EXERCISE DESCRIPTION: Extract every line from the entries below that contains the string "pointed". Matching is case-sensitive.

Position annotation records:
-- -- --

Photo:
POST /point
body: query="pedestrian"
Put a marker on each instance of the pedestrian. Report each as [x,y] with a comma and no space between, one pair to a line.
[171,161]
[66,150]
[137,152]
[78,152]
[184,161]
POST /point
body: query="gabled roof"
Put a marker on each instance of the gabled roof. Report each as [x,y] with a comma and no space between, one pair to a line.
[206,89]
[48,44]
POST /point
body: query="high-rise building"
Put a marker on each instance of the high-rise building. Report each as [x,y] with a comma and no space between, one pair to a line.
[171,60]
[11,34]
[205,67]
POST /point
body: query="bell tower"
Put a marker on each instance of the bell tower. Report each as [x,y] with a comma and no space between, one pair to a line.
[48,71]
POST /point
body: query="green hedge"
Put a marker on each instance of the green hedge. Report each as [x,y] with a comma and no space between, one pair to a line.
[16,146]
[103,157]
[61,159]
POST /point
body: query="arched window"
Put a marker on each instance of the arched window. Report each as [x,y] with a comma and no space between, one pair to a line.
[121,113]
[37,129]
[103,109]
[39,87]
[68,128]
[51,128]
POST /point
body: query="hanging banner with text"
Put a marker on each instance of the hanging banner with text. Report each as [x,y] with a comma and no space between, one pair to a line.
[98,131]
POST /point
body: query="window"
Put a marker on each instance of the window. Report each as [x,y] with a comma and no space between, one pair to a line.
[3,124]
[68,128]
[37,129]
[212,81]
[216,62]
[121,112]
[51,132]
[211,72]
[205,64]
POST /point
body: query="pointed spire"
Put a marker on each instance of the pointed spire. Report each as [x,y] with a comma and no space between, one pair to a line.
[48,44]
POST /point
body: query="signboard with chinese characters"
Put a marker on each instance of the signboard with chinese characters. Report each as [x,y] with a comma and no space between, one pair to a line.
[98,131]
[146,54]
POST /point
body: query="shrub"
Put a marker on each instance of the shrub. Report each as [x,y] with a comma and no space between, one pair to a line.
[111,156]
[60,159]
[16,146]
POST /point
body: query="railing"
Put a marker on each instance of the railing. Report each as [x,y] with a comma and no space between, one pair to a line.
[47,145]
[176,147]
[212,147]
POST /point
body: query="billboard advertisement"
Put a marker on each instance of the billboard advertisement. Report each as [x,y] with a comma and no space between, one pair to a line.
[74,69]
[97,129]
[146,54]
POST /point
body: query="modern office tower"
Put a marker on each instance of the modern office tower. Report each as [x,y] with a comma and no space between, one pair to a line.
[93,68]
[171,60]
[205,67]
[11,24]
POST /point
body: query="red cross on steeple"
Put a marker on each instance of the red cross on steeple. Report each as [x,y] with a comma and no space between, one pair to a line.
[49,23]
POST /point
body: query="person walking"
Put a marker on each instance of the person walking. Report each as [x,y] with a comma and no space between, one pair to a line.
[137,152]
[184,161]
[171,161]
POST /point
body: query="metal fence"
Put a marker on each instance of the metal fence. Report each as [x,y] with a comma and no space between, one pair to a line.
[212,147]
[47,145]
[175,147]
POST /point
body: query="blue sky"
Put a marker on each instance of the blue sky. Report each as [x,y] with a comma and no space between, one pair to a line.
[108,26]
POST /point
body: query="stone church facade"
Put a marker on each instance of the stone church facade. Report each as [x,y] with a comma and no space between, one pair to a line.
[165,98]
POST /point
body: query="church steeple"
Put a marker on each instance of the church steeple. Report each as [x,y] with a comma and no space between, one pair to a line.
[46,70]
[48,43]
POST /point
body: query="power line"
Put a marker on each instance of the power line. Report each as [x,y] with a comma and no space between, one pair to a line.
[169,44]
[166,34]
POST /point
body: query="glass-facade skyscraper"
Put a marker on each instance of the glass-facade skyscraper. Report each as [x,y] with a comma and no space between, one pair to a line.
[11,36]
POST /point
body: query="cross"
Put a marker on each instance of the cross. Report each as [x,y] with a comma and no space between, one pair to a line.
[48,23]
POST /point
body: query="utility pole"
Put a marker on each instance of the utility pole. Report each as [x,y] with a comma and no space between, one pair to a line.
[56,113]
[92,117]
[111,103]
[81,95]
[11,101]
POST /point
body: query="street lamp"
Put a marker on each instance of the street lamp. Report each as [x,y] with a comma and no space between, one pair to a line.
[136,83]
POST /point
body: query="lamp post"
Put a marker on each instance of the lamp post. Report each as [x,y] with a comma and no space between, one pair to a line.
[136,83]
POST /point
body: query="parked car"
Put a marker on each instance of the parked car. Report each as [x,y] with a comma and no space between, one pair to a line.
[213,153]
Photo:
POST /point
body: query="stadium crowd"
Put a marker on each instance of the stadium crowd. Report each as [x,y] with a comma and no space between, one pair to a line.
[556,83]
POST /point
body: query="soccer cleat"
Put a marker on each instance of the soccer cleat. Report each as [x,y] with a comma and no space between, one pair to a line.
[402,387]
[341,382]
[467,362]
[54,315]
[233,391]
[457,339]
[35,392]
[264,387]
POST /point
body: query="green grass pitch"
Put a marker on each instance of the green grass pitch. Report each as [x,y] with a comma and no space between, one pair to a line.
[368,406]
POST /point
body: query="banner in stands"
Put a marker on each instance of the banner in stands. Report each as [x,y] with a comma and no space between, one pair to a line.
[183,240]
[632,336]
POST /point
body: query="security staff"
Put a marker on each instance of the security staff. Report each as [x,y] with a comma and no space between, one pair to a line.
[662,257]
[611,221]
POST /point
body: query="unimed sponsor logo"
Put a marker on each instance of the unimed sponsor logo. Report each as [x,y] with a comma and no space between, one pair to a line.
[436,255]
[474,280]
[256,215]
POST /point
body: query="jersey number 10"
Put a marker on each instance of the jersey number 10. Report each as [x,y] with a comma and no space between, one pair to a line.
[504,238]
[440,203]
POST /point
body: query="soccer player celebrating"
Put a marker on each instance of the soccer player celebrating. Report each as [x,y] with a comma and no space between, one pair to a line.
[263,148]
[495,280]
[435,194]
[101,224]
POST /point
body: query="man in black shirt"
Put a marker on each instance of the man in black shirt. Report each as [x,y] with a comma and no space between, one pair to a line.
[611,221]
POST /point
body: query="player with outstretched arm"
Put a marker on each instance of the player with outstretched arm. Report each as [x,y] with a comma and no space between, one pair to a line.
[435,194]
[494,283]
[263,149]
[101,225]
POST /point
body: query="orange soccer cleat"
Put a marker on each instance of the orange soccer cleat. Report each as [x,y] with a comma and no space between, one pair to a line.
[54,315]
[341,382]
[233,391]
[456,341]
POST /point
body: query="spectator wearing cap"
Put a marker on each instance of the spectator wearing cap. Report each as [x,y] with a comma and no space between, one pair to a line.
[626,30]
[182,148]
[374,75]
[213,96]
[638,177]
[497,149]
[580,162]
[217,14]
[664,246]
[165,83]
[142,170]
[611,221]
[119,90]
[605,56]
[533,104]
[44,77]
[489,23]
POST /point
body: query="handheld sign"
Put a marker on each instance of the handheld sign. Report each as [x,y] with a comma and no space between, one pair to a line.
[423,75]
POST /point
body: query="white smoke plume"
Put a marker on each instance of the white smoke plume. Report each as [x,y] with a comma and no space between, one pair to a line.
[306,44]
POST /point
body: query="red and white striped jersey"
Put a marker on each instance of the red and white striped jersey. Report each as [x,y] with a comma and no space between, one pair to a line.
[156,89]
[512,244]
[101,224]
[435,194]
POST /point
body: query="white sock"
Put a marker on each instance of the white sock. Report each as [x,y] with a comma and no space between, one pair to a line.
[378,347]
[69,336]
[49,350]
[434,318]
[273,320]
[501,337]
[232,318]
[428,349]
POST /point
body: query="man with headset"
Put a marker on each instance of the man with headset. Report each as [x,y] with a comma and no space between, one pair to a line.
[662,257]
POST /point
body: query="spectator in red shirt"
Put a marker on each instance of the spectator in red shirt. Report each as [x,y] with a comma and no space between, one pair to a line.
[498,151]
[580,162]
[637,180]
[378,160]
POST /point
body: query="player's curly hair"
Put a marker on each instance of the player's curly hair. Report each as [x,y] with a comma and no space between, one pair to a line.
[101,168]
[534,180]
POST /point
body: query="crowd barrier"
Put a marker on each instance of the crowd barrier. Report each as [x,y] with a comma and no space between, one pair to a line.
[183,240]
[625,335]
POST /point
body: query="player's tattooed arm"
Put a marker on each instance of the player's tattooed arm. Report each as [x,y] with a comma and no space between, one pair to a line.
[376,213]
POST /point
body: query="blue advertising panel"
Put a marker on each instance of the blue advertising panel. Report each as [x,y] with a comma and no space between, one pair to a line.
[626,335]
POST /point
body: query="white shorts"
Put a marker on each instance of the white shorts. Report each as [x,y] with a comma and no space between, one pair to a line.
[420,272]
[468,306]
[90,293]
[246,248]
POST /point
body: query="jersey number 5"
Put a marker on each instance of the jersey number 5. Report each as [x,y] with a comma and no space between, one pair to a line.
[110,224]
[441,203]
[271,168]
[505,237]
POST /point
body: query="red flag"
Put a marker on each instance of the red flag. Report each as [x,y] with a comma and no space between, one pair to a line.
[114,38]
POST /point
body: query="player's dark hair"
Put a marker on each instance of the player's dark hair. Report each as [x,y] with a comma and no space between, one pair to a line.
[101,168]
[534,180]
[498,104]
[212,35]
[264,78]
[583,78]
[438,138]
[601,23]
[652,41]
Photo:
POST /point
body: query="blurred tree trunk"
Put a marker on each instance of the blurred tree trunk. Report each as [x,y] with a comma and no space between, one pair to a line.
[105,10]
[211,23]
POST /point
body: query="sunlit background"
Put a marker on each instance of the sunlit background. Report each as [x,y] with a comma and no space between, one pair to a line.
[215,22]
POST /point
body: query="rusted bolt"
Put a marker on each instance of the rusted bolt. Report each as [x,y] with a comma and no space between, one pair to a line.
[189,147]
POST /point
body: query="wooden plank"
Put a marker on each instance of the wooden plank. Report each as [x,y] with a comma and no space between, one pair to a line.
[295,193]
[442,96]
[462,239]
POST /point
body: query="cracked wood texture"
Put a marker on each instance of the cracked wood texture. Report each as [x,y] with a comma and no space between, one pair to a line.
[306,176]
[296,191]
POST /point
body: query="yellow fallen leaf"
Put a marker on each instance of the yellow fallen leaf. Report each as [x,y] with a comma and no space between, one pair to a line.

-- -- --

OUTPUT:
body: query="pointed spire"
Put a marker on each instance of the pointed spire. Report each as [x,y] with a comma and no space between, one pair to a line.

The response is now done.